Эта история женской страсти вписана в «большую историю» России благодаря тексту, написанному мужчиной – Анатолием Федоровичем Кони – Воспоминания о деле Веры Засулич (впервые напечатаны в 1933 г.). Сам А. Ф. Кони так определил жанр своих воспоминаний: «Это подлинные переживания тогдашнего председателя окружного суда (семидесятых годов), которому было в то время около 35 лет, который был во всеоружии всех своих душевных сил и макал перо не в чернила, а в сок своих нервов и кровь своего впоследствии больного сердца…».[82] Таким образом, с самого начала мы имеем две истории женской страсти, наблюдаемой со стороны: «большую», гражданскую мужскую, и «малую», женскую («антигражданскую» и «частную»). Первая – известна всем, вторая – почти неизвестна. Но обе истории избирают в качестве своего объекта «чистую» женскую страсть: и в основе обоих сюжетов лежит тайна женского отсутствия.

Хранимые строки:
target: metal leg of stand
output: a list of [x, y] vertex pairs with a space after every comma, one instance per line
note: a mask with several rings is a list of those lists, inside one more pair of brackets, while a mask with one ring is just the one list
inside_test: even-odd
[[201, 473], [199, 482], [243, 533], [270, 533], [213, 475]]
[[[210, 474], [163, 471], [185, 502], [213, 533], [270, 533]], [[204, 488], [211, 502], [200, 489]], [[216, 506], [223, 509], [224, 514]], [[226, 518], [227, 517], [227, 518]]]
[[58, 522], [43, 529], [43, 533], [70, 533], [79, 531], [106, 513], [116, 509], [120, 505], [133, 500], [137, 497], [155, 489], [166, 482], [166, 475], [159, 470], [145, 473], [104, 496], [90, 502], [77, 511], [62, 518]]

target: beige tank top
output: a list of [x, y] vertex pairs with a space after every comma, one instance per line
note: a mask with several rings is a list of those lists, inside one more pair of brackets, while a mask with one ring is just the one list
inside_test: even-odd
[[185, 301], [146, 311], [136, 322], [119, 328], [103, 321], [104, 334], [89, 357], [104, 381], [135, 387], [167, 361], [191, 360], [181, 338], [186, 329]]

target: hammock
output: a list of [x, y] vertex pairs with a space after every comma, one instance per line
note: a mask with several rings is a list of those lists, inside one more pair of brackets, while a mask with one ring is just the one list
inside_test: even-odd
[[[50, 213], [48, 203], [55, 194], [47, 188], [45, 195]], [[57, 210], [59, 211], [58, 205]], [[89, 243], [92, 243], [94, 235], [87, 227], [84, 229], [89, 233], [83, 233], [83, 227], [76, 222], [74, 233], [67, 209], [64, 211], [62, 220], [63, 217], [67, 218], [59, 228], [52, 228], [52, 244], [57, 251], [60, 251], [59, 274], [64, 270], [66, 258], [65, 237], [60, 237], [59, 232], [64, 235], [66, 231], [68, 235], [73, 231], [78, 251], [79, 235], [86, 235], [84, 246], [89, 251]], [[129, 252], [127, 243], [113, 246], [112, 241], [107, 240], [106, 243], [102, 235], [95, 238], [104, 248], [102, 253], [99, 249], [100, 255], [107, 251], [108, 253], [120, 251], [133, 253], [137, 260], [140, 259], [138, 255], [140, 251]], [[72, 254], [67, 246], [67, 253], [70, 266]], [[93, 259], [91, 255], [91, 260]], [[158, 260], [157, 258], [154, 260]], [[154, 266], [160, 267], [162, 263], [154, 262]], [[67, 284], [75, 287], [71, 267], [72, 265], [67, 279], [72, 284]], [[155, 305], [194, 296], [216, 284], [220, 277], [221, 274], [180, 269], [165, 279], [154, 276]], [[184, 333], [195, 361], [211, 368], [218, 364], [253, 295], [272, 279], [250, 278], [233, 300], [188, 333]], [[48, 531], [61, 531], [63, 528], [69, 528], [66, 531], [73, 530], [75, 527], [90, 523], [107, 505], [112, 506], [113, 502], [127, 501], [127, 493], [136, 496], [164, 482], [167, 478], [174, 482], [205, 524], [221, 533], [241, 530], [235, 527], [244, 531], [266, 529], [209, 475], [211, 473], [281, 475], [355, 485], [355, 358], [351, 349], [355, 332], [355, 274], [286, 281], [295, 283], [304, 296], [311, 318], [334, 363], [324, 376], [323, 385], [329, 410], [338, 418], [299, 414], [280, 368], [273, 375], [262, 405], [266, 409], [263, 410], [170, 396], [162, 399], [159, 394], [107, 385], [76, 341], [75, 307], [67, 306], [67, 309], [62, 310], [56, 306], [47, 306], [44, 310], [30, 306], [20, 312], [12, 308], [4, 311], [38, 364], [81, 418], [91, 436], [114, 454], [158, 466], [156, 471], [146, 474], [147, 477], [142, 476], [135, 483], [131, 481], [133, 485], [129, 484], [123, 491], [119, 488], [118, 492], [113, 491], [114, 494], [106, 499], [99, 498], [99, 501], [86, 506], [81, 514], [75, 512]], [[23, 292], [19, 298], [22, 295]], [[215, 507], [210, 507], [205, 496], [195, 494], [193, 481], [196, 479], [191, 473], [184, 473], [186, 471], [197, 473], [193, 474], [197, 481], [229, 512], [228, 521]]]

_Задача для решения_. Отредактируйте отрывок о деле Веры Засулич: перепишите всё от «Эта история женской» и вниз до «тайна женского отсутствия.», заменив «окружного» на «губернского». Эти строки для работы не понадобятся.

_Выполненное задание_.
Эта история женской страсти вписана в «большую историю» России благодаря тексту, написанному мужчиной – Анатолием Федоровичем Кони – Воспоминания о деле Веры Засулич (впервые напечатаны в 1933 г.). Сам А. Ф. Кони так определил жанр своих воспоминаний: «Это подлинные переживания тогдашнего председателя губернского суда (семидесятых годов), которому было в то время около 35 лет, который был во всеоружии всех своих душевных сил и макал перо не в чернила, а в сок своих нервов и кровь своего впоследствии больного сердца…».[82] Таким образом, с самого начала мы имеем две истории женской страсти, наблюдаемой со стороны: «большую», гражданскую мужскую, и «малую», женскую («антигражданскую» и «частную»). Первая – известна всем, вторая – почти неизвестна. Но обе истории избирают в качестве своего объекта «чистую» женскую страсть: и в основе обоих сюжетов лежит тайна женского отсутствия.